PAGE TEXT -
------------

[mvapich-discuss] Issue with MPI_Init in mvapich2-2.0a

Robo Beans robobeans at gmail.com
Thu Oct 24 23:10:01 EDT 2013


Hello everyone,

I installed mvapich2-2.0a using following steps:

//*************************************************************

cd /opt
wget http://mvapich.cse.ohio-state.edu/download/mvapich2/mvapich2-2.0a.tgz
gzip -dc mvapich2-2.0a.tgz | tar -x
mv mvapich2-2.0a mvapich2-2.0a-src
mkdir mvapich2-2.0a && cd mvapich2-2.0a-src
./configure --with-device=ch3:psm --enable-shared --enable-g=dbg
--enable-debuginfo --prefix=/opt/mvapich2-2.0a --disable-f77 --disable-fc
make -j4
make install
cd ..
chmod -R 775 mvapich2-2.0a
ldconfig

//*************************************************************

Now, I am trying to use it to compile and deploy mpi applications using
following steps:

// test program

*$ cat test.cpp*
*
*
#include <stdio.h>
#include <mpi.h>

int main (int argc, char *argv[])
{
  int id, np;
  char name[MPI_MAX_PROCESSOR_NAME];
  int namelen;
  int i;

  MPI_Init (&argc, &argv);

  MPI_Comm_size (MPI_COMM_WORLD, &np);
  MPI_Comm_rank (MPI_COMM_WORLD, &id);
  MPI_Get_processor_name (name, &namelen);

  printf ("This is Process %2d out of %2d running on host %s\n", id, np,
name);

  MPI_Finalize ();

  return (0);
}

// Compile

*$ /opt/mvapich2-2.0a/bin/mpicxx -std=gnu++0x -O3 test.cpp -o test*

// Run

*$ /opt/mvapich2-2.0a/bin/mpiexec -n 4 -f ./mpi_hostfile -env
MV2_SUPPORT_DPM 1 ./test*
*
*
This is Process  0 out of  4 running on host scc-10-2-xx-xx.xyz.com
This is Process  3 out of  4 running on host scc-10-2-xx-xx.xyz.com
This is Process  1 out of  4 running on host scc-10-2-xx-xx.xyz.com
This is Process  2 out of  4 running on host scc-10-2-xx-xx.xyz.com

i am testing on only one cluster node and my host file looks like this:

*$ cat mpi_hostfile*
*
*
10.20.xx.xx

so far  it looks good but when i try to run following parent - child
example provided with the library (i have modified and put some debugging
statements), it fails to run. Could some one from the group, please point
what I might be doing wrong?

I also ran the same program using openmpi 1.7.2 and I don't see any issues.
Please see below for the details.

------------

Point placement records:
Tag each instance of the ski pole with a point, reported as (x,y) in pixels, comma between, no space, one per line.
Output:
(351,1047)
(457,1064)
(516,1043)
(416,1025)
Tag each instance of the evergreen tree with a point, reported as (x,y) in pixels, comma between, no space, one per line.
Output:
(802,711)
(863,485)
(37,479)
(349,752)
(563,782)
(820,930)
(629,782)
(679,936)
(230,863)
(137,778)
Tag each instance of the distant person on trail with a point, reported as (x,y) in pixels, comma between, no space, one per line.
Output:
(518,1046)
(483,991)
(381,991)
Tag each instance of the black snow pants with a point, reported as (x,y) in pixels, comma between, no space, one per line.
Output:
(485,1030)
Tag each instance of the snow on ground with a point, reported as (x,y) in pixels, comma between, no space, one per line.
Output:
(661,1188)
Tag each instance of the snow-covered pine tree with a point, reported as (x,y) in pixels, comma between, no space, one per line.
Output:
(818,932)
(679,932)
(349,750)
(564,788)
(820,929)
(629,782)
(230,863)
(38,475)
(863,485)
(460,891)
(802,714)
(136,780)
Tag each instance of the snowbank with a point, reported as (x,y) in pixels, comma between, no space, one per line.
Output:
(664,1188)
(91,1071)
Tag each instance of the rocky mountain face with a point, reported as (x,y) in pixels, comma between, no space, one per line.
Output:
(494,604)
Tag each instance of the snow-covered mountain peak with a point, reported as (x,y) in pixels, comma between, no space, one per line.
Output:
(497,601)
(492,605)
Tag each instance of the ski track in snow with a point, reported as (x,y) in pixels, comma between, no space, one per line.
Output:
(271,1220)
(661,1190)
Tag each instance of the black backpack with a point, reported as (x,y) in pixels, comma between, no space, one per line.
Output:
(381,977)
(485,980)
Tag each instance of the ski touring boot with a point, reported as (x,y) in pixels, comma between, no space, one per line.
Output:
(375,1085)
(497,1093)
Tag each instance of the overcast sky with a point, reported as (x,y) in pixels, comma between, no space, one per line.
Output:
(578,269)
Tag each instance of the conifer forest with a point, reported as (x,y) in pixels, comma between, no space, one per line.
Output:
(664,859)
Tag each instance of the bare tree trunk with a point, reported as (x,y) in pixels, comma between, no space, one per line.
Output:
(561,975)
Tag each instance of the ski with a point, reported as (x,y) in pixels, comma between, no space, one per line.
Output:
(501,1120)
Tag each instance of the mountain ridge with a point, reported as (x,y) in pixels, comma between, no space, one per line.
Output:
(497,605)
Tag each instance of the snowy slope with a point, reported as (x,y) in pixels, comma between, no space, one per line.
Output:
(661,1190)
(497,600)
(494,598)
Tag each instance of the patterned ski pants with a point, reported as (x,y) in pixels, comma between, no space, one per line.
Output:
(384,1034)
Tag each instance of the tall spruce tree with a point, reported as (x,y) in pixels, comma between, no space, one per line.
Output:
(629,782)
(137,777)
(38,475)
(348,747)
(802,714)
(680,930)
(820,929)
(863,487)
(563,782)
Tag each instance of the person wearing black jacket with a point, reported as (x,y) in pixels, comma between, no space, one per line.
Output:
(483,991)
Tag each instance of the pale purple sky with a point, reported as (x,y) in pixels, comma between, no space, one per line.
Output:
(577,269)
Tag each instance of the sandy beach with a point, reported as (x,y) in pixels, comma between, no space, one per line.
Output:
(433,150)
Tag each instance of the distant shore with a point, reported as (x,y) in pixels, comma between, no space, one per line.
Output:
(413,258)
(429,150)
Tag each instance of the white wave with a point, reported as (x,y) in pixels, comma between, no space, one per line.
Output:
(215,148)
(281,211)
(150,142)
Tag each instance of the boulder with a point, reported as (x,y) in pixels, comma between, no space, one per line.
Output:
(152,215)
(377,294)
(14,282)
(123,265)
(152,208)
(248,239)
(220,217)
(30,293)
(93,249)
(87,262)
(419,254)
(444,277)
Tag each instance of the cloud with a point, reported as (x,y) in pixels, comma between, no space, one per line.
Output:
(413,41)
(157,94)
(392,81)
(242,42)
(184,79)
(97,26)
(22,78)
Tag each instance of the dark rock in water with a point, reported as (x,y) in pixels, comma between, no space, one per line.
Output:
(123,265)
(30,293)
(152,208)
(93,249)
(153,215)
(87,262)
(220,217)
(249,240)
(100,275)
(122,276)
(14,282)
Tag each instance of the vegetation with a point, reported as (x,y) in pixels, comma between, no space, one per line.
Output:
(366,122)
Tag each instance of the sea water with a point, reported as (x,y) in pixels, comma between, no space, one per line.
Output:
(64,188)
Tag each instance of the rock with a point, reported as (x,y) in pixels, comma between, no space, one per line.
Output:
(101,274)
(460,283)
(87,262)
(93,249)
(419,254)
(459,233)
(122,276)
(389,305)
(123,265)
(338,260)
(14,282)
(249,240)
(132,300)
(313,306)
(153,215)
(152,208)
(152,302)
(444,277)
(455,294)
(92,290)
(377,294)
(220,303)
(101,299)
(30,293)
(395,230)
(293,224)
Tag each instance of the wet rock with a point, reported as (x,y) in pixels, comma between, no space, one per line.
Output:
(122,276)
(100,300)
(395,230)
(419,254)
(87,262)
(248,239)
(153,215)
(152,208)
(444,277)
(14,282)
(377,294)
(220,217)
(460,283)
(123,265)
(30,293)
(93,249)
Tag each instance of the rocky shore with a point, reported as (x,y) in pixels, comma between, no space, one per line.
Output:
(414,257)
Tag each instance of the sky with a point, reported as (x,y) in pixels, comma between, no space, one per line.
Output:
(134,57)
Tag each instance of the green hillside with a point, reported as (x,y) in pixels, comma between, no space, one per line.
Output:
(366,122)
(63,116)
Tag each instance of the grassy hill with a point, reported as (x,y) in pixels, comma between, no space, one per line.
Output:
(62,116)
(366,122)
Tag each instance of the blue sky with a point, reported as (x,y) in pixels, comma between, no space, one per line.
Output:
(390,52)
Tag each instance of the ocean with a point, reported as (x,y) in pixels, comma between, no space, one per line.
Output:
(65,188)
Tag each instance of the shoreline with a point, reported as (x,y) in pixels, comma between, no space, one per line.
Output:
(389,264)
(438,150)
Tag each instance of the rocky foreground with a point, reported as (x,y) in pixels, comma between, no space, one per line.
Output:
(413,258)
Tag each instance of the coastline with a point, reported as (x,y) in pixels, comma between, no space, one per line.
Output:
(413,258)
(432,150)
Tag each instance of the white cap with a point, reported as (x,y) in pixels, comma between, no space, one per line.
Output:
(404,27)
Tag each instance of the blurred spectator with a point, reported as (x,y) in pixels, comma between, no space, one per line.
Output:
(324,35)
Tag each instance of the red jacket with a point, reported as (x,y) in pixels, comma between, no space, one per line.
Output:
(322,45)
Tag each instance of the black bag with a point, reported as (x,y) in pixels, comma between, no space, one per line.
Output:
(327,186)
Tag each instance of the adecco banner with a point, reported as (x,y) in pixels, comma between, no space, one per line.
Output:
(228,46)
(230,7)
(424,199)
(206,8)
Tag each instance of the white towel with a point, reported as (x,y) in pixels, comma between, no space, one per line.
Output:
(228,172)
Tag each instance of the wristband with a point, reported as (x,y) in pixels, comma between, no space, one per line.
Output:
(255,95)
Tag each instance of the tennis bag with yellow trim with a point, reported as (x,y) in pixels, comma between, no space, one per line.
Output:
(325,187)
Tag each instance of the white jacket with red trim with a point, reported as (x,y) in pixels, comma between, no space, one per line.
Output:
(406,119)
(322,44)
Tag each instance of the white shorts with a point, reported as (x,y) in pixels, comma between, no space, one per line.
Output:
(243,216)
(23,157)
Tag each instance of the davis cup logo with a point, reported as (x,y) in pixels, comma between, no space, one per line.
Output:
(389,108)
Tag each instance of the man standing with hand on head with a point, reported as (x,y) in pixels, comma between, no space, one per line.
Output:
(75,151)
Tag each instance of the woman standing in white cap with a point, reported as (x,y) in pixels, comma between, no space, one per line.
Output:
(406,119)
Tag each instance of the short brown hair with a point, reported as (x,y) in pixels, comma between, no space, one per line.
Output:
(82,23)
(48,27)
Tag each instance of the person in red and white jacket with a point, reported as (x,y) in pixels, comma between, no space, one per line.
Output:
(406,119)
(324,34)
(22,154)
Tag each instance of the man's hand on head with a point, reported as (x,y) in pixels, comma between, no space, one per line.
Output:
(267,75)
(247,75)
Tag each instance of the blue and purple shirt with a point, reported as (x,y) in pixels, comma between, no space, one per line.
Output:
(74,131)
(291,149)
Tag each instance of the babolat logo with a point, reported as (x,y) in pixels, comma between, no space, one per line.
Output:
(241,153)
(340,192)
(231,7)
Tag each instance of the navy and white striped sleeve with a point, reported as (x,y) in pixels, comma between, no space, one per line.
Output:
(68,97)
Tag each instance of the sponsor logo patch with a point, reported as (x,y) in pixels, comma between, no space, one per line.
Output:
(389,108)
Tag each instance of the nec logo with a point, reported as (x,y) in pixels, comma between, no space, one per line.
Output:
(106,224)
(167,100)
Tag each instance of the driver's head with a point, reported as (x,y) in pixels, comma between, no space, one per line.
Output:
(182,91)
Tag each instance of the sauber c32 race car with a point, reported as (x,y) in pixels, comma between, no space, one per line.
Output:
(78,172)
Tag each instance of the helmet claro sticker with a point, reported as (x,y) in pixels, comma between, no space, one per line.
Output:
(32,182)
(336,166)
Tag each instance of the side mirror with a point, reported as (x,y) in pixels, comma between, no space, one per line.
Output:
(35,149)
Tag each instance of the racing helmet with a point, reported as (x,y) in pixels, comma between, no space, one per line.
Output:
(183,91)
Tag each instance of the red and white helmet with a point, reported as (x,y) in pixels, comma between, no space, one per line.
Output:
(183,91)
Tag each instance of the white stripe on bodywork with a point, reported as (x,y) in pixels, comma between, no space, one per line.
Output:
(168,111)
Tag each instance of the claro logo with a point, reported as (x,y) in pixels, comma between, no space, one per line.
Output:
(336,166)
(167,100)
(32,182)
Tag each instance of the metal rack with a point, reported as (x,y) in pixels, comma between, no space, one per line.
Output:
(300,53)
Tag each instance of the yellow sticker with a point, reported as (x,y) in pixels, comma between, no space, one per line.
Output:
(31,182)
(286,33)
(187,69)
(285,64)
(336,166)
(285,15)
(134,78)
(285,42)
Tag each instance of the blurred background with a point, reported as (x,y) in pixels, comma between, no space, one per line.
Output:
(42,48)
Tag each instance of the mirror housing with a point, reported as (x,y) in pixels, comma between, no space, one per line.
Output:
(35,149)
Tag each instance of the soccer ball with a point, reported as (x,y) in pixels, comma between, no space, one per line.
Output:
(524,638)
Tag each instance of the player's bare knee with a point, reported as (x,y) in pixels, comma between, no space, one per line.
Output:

------------

WHAT TO DO -
[1] Retype the mvapich2 post from "i am testing" to "be doing wrong?".
[2] Extend the post about the MPI_Init issue in mvapich2-2.0a, starting from the point where it stops.
The rows come from a separate source and have no connection to the mvapich2 post.

SOLVED PROBLEMS -
[1]
i am testing on only one cluster node and my host file looks like this:

*$ cat mpi_hostfile*
*
*
10.20.xx.xx

so far  it looks good but when i try to run following parent - child
example provided with the library (i have modified and put some debugging
statements), it fails to run. Could some one from the group, please point
what I might be doing wrong?

[2]
//*************************************************************

*// parent.cpp*

/* -*- Mode: C; c-basic-offset:4 ; indent-tabs-mode:nil ; -*- */
/*
*  (C) 2001 by Argonne National Laboratory.
*      See COPYRIGHT in top-level directory.
*/

#include <stdio.h>
#include "mpi.h"

int main( int argc, char *argv[] )
{
char str[10];
int err=0, errcodes[256], rank, nprocs;
MPI_Comm intercomm;
printf("MPI_Init in parent \n");
MPI_Init(&argc, &argv);
printf("done MPI_Init in parent\n");
MPI_Comm_size(MPI_COMM_WORLD,&nprocs);

if (nprocs != 4) {
printf("Run this program with 4 processes\n");
MPI_Abort(MPI_COMM_WORLD,1);
}
printf("spawning for parent\n");
err = MPI_Comm_spawn((char *)"/home/mpiuser/TEST/child", MPI_ARGV_NULL, 4,
MPI_INFO_NULL, 0, MPI_COMM_WORLD,
&intercomm, errcodes);
if (err) printf("Error in MPI_Comm_spawn\n");

printf("done spawning for parent\n");
MPI_Comm_rank(MPI_COMM_WORLD, &rank);

if (rank == 3) {
err = MPI_Recv(str, 3, MPI_CHAR, 3, 0, intercomm, MPI_STATUS_IGNORE);
printf("Parent received from child: %s\n", str);
fflush(stdout);

err = MPI_Send((char *)"bye", 4, MPI_CHAR, 3, 0, intercomm);
}

MPI_Finalize();

return 0;
}

//*************************************************************

*// child.cpp*

/* -*- Mode: C; c-basic-offset:4 ; indent-tabs-mode:nil ; -*- */
/*
*  (C) 2001 by Argonne National Laboratory.
*      See COPYRIGHT in top-level directory.
*/

#include <stdio.h>
#include "mpi.h"

int main( int argc, char *argv[] )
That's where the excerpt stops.